Task goal: A picture-free, exact transcript of the entries below is required.

━━ Data provided

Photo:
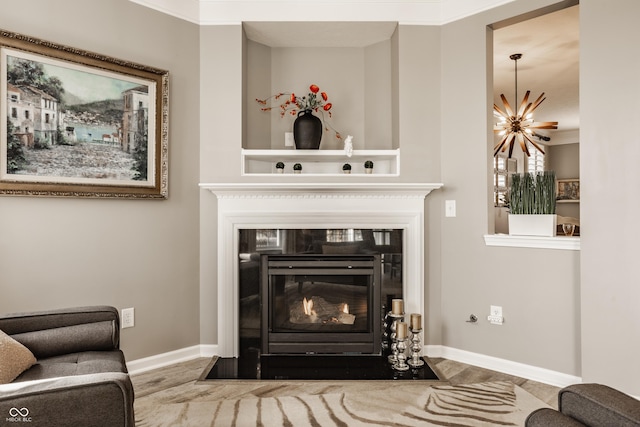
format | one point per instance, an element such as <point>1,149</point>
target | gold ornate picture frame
<point>80,124</point>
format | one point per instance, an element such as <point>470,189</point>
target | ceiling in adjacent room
<point>549,45</point>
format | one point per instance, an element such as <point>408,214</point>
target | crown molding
<point>409,12</point>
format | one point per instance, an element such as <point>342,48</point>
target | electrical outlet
<point>128,317</point>
<point>495,316</point>
<point>450,208</point>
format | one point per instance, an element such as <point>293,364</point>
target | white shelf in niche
<point>320,162</point>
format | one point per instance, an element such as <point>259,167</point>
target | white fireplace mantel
<point>315,205</point>
<point>318,190</point>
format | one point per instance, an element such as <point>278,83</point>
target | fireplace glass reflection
<point>332,302</point>
<point>321,304</point>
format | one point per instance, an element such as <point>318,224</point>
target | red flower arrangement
<point>294,104</point>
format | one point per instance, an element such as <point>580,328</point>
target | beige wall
<point>528,283</point>
<point>609,179</point>
<point>61,252</point>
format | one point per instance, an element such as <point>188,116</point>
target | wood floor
<point>179,380</point>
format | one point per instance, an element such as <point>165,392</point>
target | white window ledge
<point>558,242</point>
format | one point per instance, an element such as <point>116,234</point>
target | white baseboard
<point>521,370</point>
<point>164,359</point>
<point>529,372</point>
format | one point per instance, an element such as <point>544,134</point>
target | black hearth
<point>321,304</point>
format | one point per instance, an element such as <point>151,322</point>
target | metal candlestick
<point>415,361</point>
<point>401,364</point>
<point>385,331</point>
<point>393,357</point>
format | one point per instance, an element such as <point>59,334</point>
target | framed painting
<point>76,123</point>
<point>568,190</point>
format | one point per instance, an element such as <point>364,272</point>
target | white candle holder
<point>393,357</point>
<point>416,347</point>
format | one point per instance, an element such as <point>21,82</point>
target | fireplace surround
<point>314,205</point>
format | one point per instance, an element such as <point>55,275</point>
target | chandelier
<point>518,126</point>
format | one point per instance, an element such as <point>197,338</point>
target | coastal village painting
<point>68,123</point>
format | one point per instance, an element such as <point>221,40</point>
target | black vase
<point>307,131</point>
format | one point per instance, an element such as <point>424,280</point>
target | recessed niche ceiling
<point>549,45</point>
<point>319,34</point>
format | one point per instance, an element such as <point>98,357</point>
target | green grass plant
<point>533,193</point>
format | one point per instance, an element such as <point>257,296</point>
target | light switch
<point>450,208</point>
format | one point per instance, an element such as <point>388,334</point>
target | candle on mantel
<point>397,306</point>
<point>401,330</point>
<point>416,321</point>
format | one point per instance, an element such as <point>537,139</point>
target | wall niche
<point>351,62</point>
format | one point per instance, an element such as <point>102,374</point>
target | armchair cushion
<point>15,358</point>
<point>599,405</point>
<point>95,336</point>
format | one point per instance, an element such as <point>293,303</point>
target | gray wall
<point>609,148</point>
<point>61,252</point>
<point>527,283</point>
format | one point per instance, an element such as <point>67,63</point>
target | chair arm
<point>599,405</point>
<point>104,399</point>
<point>547,417</point>
<point>21,323</point>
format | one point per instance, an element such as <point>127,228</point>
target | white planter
<point>532,225</point>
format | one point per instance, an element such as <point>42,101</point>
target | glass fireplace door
<point>320,304</point>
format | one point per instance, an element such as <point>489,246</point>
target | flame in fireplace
<point>308,306</point>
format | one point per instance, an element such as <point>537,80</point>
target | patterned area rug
<point>483,404</point>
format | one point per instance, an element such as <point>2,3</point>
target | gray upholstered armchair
<point>75,372</point>
<point>592,405</point>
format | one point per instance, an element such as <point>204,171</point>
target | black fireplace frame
<point>301,342</point>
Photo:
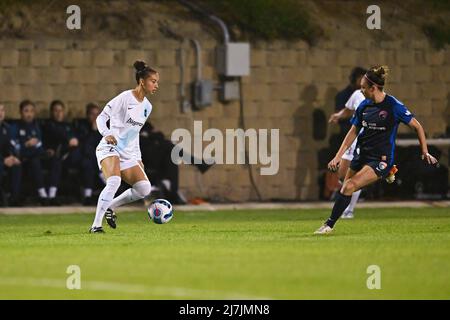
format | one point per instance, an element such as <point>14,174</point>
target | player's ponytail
<point>142,70</point>
<point>377,75</point>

━━━━

Exercise output:
Photo:
format | one point per instance, an element such as <point>1,149</point>
target | gold ornate picture frame
<point>80,124</point>
format | one point per instance, an element such as <point>470,189</point>
target | ceiling in adjacent room
<point>549,45</point>
format | one point per instance, an element such as <point>408,214</point>
target | crown molding
<point>409,12</point>
format | one point per instance, an element such as <point>342,48</point>
target | electrical outlet
<point>128,317</point>
<point>495,316</point>
<point>450,208</point>
format | one point per instance, an element such as <point>293,364</point>
target | white shelf in niche
<point>320,162</point>
format | one point per instance, an element such as <point>259,167</point>
target | white fireplace mantel
<point>315,205</point>
<point>318,190</point>
format | one point per instance, an element such as <point>278,83</point>
target | fireplace glass reflection
<point>332,302</point>
<point>321,304</point>
format | one point per instance, an element such as <point>318,224</point>
target | red flower arrangement
<point>294,104</point>
format | one point per instance, an element such as <point>580,328</point>
target | beige wall
<point>528,283</point>
<point>609,179</point>
<point>61,252</point>
format | one point per instance, an element such as <point>188,116</point>
target | wood floor
<point>179,380</point>
format | one point per instance, an element such as <point>165,392</point>
target | white window ledge
<point>558,242</point>
format | one point per instance, an element such as <point>116,234</point>
target | white baseboard
<point>521,370</point>
<point>164,359</point>
<point>529,372</point>
format | one point per instance, an element such as <point>544,134</point>
target | black hearth
<point>321,304</point>
format | one point per instance, an element such as <point>151,322</point>
target | metal candlestick
<point>415,361</point>
<point>401,364</point>
<point>385,331</point>
<point>393,357</point>
format | one point per instance, an element such as <point>59,334</point>
target | framed painting
<point>76,123</point>
<point>568,190</point>
format | one point per instance, an element such as <point>364,272</point>
target | white candle holder
<point>393,357</point>
<point>416,347</point>
format | one point per instance, an element such as <point>21,82</point>
target | fireplace surround
<point>314,205</point>
format | one point per instance, an element such as <point>55,275</point>
target | chandelier
<point>518,126</point>
format | one point per instance, an element such as <point>197,338</point>
target | coastal village painting
<point>68,123</point>
format | one point per instance, an element such as <point>221,40</point>
target | black vase
<point>307,131</point>
format | one point per instance, an element such as <point>424,280</point>
target | recessed niche ceiling
<point>549,45</point>
<point>319,34</point>
format | one point per instance, an element such as <point>98,357</point>
target | green grass plant
<point>533,193</point>
format | one point per instance, an element such as <point>257,296</point>
target | light switch
<point>450,208</point>
format | one point per instance, an element such as <point>388,334</point>
target | candle on mantel
<point>397,306</point>
<point>401,330</point>
<point>416,321</point>
format | one point per instance, an element such as <point>537,139</point>
target | wall niche
<point>351,62</point>
format | one point per instance, an element such as <point>102,374</point>
target | armchair cushion
<point>15,358</point>
<point>599,405</point>
<point>95,336</point>
format | one point per instance, an element such as <point>293,303</point>
target | gray wall
<point>609,148</point>
<point>61,252</point>
<point>527,283</point>
format | one point per instance, an element such as <point>67,63</point>
target | chair arm
<point>599,405</point>
<point>104,399</point>
<point>547,417</point>
<point>21,323</point>
format | one point per instance, an element such as <point>127,228</point>
target | white planter
<point>532,225</point>
format | one point per instance, an element such as <point>42,101</point>
target | glass fireplace door
<point>320,304</point>
format | one point per instance, an element such as <point>489,246</point>
target | flame in fireplace
<point>308,306</point>
format | one point per instance, an element such as <point>537,80</point>
target | patterned area rug
<point>483,404</point>
format | one point per instance, an element such as <point>2,3</point>
target | gray upholstered armchair
<point>75,372</point>
<point>592,405</point>
format | one point per instance, an element such as <point>204,171</point>
target | black fireplace frame
<point>301,342</point>
Photo:
format | one point per instance, an element such as <point>14,174</point>
target | player's ponytail
<point>142,70</point>
<point>377,75</point>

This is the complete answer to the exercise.